**To do**
1 - In the DNA structure notes, which histones make up the octamer that DNA wraps around?
2 - Please sum up the DNA structure notes in two sentences.

DNA Structure and Regulation
DNA, the genetic blueprint, condenses into chromatin to fit inside the cell nucleus. It wraps twice around a histone octamer (H2A, H2B, H3, H4) to form nucleosomes like "beads on a string." H1 histone binds nucleosomes and linker DNA, stabilizing the fiber. DNA's negative charge from phosphates pairs with histones' positive charge from lysine and arginine.
During mitosis, DNA condenses into chromosomes. Synthesis of DNA and histones occurs in S phase. Mitochondrial DNA is circular and histone-free.
Chromatin types: Heterochromatin is condensed, dark on electron microscopy, transcriptionally inactive due to high methylation and low acetylation (e.g., Barr bodies in X inactivation). Euchromatin is less condensed, light, active, and accessible.
Epigenetics: DNA methylation (e.g., in CpG islands) silences genes without sequence change, linked to aging, cancer, imprinting. Histone methylation often suppresses transcription; acetylation relaxes coiling for increased expression; deacetylation tightens it, reducing expression (e.g., in Huntington disease).
Nucleotides and Synthesis
Nucleosides: base + sugar. Nucleotides: add phosphate, linked 3'-5'. Purines (A, G: two rings); pyrimidines (C, U, T: one ring). C-G bonds (3 H) are stronger than A-T (2 H), raising melting temperature.

**Given records**

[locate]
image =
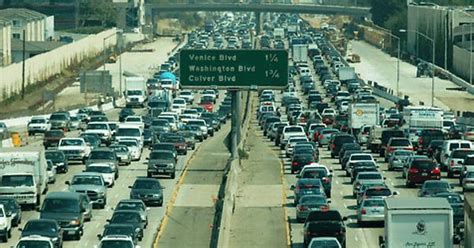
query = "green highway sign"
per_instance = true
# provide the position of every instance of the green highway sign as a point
(233, 68)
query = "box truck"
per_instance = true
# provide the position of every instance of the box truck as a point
(361, 114)
(417, 222)
(23, 174)
(135, 91)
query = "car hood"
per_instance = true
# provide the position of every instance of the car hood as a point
(85, 187)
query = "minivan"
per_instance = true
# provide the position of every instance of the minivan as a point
(68, 209)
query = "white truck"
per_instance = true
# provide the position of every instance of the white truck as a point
(346, 73)
(423, 117)
(300, 53)
(418, 222)
(23, 174)
(361, 114)
(279, 33)
(135, 91)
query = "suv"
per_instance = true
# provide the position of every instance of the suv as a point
(337, 141)
(92, 184)
(420, 170)
(325, 223)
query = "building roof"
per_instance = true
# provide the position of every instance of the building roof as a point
(35, 46)
(21, 13)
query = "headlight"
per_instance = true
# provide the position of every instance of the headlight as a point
(75, 222)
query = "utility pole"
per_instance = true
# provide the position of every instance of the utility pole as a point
(23, 67)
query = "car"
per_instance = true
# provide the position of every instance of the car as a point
(45, 228)
(364, 177)
(134, 204)
(397, 159)
(52, 137)
(130, 217)
(310, 203)
(324, 242)
(106, 170)
(397, 143)
(123, 153)
(12, 209)
(92, 184)
(432, 187)
(37, 124)
(104, 155)
(111, 230)
(149, 190)
(5, 224)
(420, 170)
(117, 241)
(307, 186)
(74, 148)
(326, 223)
(59, 160)
(161, 162)
(371, 210)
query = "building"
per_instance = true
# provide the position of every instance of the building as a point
(29, 22)
(452, 32)
(5, 42)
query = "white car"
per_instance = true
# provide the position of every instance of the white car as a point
(133, 147)
(74, 148)
(38, 124)
(105, 170)
(5, 224)
(100, 128)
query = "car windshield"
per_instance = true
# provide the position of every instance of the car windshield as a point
(16, 181)
(86, 180)
(72, 142)
(162, 155)
(369, 176)
(102, 155)
(99, 169)
(61, 205)
(134, 132)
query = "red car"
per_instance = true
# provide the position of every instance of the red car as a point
(421, 170)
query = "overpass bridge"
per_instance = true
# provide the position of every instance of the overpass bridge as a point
(152, 9)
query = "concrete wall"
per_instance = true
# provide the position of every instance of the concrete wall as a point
(43, 66)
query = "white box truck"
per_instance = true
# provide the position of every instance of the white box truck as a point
(418, 222)
(361, 114)
(23, 174)
(346, 73)
(300, 53)
(135, 91)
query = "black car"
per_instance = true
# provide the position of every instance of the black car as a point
(149, 190)
(327, 223)
(121, 229)
(59, 160)
(46, 228)
(12, 209)
(337, 141)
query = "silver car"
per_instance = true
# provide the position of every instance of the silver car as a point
(370, 210)
(398, 158)
(310, 203)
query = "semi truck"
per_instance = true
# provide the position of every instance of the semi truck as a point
(23, 174)
(361, 114)
(417, 222)
(135, 91)
(300, 53)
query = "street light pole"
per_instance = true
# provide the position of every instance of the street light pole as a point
(433, 44)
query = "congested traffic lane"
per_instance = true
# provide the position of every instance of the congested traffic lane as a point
(120, 191)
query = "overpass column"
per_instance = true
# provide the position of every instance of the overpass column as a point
(258, 22)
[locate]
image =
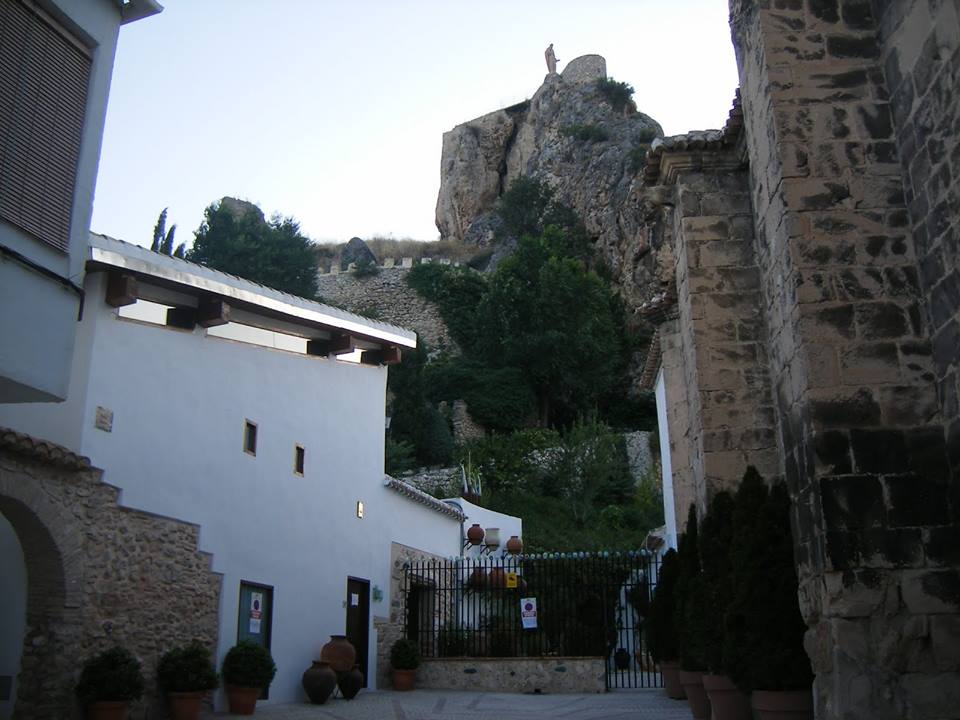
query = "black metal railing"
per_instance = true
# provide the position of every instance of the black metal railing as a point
(576, 605)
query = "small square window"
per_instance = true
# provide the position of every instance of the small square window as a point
(250, 438)
(299, 456)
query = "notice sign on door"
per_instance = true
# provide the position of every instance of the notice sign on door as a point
(528, 613)
(256, 612)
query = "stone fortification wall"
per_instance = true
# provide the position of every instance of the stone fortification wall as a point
(99, 575)
(920, 53)
(385, 295)
(860, 424)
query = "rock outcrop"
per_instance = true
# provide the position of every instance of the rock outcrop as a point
(571, 135)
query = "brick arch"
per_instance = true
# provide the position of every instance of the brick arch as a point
(51, 539)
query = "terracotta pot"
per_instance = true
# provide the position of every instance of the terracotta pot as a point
(403, 679)
(727, 701)
(339, 652)
(350, 682)
(185, 705)
(242, 700)
(108, 710)
(475, 534)
(670, 669)
(693, 686)
(783, 705)
(318, 681)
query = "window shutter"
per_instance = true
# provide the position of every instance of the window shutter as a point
(44, 74)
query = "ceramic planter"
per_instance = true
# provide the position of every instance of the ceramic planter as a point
(108, 710)
(242, 700)
(340, 653)
(783, 705)
(403, 679)
(693, 687)
(727, 701)
(670, 670)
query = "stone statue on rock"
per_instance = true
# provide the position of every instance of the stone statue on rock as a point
(551, 59)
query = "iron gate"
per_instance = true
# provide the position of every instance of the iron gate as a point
(586, 605)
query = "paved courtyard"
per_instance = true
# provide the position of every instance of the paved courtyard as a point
(458, 705)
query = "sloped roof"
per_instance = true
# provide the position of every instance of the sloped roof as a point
(110, 251)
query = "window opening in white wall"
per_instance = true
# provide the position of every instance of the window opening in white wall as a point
(299, 456)
(250, 437)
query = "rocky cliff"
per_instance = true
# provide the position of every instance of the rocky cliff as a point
(577, 135)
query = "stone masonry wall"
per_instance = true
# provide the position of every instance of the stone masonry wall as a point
(519, 675)
(859, 421)
(920, 52)
(99, 575)
(387, 297)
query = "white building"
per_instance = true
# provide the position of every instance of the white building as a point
(57, 60)
(259, 417)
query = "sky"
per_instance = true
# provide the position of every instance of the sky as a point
(333, 111)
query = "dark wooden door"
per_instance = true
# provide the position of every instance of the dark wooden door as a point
(255, 619)
(358, 620)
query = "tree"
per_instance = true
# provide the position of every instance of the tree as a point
(554, 320)
(235, 238)
(163, 238)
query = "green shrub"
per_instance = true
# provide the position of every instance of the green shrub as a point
(690, 598)
(585, 133)
(112, 675)
(660, 624)
(248, 665)
(187, 669)
(618, 94)
(398, 456)
(405, 655)
(764, 630)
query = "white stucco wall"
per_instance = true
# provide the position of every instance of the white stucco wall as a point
(38, 316)
(179, 401)
(13, 625)
(666, 466)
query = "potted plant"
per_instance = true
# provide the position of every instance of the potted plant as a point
(108, 683)
(186, 674)
(660, 628)
(771, 664)
(405, 659)
(727, 701)
(247, 670)
(690, 619)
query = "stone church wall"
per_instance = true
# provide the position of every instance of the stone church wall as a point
(99, 575)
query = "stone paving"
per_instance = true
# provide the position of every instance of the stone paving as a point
(457, 705)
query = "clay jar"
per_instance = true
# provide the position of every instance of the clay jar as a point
(339, 653)
(318, 681)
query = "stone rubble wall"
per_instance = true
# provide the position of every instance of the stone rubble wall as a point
(860, 424)
(99, 575)
(516, 675)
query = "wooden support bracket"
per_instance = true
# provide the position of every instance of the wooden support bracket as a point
(121, 289)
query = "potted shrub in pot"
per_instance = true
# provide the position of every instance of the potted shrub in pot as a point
(763, 630)
(247, 670)
(690, 619)
(660, 628)
(405, 659)
(108, 683)
(727, 701)
(186, 674)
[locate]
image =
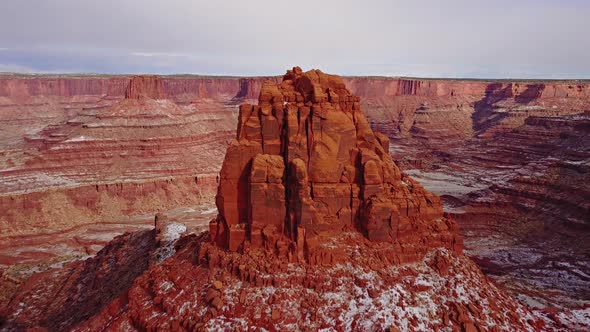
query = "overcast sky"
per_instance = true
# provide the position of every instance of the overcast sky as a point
(428, 38)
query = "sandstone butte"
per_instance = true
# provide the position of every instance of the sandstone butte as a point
(317, 230)
(306, 167)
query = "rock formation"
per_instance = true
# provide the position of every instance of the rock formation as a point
(509, 159)
(305, 165)
(145, 87)
(317, 229)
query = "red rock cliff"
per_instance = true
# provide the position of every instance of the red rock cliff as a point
(305, 165)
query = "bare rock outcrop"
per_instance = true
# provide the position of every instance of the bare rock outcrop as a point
(306, 166)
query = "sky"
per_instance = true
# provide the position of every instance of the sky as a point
(427, 38)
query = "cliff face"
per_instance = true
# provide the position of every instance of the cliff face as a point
(306, 165)
(316, 222)
(140, 154)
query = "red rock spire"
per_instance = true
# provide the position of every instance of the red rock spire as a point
(306, 166)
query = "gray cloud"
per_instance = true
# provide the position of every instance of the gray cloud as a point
(453, 38)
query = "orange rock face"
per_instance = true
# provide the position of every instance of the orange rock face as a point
(144, 86)
(305, 165)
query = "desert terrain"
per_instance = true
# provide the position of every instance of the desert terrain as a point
(84, 159)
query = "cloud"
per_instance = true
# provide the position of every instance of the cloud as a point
(456, 38)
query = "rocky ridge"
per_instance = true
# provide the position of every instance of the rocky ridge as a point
(381, 267)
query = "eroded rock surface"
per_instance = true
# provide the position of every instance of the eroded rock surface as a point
(305, 165)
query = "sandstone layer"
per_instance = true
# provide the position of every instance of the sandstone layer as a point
(141, 154)
(306, 165)
(441, 131)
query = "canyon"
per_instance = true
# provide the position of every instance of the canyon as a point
(85, 158)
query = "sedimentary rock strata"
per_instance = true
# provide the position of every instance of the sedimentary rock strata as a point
(141, 154)
(306, 165)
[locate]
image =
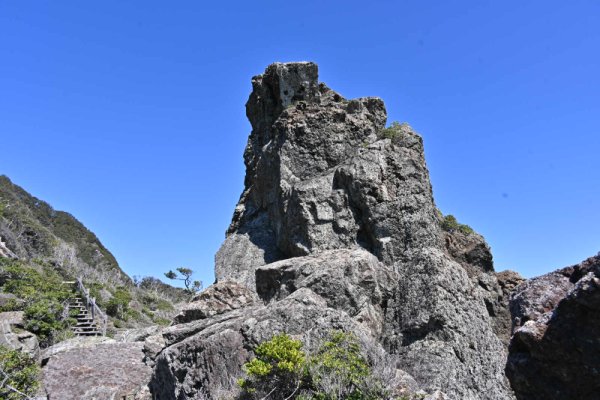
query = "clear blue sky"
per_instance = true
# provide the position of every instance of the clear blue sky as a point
(130, 115)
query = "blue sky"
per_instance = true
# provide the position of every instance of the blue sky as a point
(130, 115)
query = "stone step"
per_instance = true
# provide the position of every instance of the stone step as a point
(96, 333)
(84, 328)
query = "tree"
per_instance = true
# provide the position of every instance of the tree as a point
(18, 375)
(277, 370)
(186, 277)
(337, 370)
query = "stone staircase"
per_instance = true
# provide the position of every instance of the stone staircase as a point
(85, 321)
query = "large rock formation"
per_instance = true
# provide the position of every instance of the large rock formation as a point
(555, 350)
(337, 229)
(96, 370)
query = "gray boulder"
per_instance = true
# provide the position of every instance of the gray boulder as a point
(103, 371)
(555, 350)
(216, 299)
(337, 229)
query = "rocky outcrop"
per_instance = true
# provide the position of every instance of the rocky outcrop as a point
(216, 299)
(337, 229)
(97, 371)
(204, 357)
(555, 350)
(508, 282)
(472, 252)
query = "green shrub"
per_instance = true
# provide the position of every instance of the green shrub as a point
(450, 224)
(118, 305)
(43, 297)
(339, 370)
(278, 367)
(394, 131)
(21, 373)
(44, 319)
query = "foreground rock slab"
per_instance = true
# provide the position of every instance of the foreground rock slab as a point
(102, 371)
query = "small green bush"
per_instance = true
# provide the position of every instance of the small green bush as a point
(278, 367)
(43, 297)
(21, 373)
(394, 131)
(450, 224)
(340, 371)
(337, 370)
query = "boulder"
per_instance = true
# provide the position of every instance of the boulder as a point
(13, 336)
(100, 371)
(340, 213)
(555, 350)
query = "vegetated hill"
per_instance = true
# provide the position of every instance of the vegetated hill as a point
(40, 247)
(32, 229)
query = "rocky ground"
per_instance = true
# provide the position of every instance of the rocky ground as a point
(337, 229)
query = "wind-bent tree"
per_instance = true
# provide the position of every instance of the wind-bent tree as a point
(186, 277)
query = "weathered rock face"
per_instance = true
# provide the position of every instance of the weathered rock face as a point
(337, 229)
(216, 299)
(204, 357)
(102, 371)
(316, 179)
(555, 350)
(503, 322)
(471, 251)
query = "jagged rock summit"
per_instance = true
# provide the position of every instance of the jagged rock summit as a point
(337, 229)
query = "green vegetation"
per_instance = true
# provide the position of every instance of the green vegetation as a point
(42, 297)
(337, 370)
(118, 305)
(186, 277)
(41, 227)
(54, 247)
(18, 375)
(395, 131)
(450, 224)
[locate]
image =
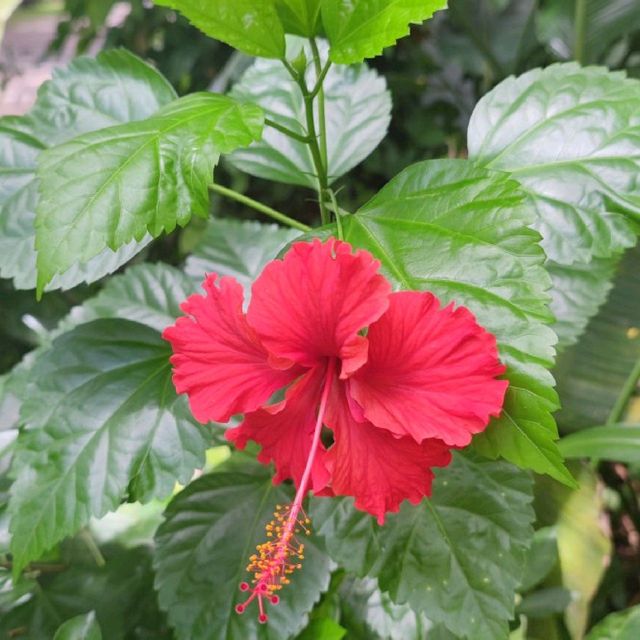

**Results for each task**
1 - H2A, H2B, H3, and H4.

2 - DNA condenses into chromatin by wrapping twice around histone octamers to form nucleosomes, and chromatin exists as condensed, inactive heterochromatin or less condensed, active euchromatin. Epigenetic changes regulate gene expression: DNA methylation silences genes without changing the sequence, histone acetylation increases expression, and deacetylation reduces it.